**WORK ORDER**: Work through the data below and copy out every line where "cloud" is found.

(Excerpts from a dataset)
*** Begin section ***

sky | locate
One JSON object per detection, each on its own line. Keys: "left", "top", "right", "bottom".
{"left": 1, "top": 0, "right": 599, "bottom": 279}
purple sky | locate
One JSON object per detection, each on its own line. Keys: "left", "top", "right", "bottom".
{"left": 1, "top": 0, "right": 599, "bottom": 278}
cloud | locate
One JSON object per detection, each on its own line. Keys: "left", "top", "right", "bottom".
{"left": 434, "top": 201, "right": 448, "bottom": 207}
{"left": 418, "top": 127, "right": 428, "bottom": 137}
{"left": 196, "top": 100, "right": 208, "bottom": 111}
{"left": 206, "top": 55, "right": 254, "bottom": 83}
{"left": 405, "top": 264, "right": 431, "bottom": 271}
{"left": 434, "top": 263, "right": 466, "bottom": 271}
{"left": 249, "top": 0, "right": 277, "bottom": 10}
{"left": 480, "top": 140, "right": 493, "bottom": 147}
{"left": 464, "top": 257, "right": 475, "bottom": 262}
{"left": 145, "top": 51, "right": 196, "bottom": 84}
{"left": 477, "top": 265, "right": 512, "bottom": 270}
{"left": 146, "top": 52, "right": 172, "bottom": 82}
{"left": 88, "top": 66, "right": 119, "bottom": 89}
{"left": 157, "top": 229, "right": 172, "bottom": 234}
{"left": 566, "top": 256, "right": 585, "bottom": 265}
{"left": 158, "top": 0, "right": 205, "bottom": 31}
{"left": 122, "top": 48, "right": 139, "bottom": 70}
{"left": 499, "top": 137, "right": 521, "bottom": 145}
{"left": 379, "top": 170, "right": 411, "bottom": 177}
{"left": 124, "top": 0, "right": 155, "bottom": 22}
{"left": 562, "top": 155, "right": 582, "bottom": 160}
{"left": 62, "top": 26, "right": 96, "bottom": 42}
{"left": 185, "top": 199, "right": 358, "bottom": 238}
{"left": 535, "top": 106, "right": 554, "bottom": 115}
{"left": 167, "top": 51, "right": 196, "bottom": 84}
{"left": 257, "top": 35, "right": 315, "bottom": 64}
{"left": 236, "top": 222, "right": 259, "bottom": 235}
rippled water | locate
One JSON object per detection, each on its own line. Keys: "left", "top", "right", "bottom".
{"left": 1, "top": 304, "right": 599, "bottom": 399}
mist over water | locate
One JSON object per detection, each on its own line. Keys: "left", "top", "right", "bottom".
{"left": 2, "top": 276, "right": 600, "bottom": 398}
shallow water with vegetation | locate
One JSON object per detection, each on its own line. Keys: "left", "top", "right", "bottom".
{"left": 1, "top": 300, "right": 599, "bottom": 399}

*** End section ***
*** Begin section ***

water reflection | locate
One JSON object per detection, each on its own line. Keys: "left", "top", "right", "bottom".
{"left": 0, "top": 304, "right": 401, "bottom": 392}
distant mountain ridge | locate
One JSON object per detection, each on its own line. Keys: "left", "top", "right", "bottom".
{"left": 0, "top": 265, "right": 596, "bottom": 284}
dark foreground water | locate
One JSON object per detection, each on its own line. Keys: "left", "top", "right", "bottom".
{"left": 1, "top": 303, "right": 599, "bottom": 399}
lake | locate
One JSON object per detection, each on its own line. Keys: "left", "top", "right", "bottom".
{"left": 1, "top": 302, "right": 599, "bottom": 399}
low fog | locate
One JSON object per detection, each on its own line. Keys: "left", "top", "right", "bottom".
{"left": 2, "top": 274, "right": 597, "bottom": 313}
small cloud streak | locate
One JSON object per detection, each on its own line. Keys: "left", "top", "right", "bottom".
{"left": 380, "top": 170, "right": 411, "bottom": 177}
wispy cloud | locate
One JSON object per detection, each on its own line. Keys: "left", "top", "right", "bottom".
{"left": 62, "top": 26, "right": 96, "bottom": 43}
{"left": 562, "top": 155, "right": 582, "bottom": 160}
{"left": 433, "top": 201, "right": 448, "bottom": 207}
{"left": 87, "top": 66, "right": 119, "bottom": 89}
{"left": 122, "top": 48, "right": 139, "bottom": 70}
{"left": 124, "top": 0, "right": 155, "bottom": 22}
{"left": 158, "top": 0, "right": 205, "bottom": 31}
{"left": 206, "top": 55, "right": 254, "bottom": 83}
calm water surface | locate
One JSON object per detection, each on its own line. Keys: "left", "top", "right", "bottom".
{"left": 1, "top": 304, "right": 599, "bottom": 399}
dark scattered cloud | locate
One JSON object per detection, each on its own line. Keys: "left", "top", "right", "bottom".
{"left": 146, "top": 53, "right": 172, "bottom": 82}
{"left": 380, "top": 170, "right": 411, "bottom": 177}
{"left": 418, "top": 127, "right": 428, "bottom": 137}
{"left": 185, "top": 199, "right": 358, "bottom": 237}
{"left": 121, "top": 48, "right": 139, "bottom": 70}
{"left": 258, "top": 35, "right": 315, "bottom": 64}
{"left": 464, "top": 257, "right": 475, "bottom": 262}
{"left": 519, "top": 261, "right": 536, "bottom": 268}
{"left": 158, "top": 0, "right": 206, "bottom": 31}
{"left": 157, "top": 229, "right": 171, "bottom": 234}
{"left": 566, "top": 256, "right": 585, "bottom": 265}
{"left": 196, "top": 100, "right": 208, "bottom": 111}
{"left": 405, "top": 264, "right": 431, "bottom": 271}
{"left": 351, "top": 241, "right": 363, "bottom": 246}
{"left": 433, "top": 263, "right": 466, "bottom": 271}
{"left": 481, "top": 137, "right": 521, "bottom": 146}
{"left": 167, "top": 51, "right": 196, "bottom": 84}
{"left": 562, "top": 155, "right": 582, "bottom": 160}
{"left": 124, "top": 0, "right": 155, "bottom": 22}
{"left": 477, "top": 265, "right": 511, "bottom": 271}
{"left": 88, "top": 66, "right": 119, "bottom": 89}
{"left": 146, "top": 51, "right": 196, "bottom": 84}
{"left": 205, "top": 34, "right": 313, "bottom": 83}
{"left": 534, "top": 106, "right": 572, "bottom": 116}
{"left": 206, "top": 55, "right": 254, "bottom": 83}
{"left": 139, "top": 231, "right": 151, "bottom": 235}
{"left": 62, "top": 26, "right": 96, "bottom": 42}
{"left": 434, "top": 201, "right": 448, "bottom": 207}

*** End section ***

**TASK RESULT**:
cloud | locate
small cloud streak | locate
wispy cloud | locate
dark scattered cloud | locate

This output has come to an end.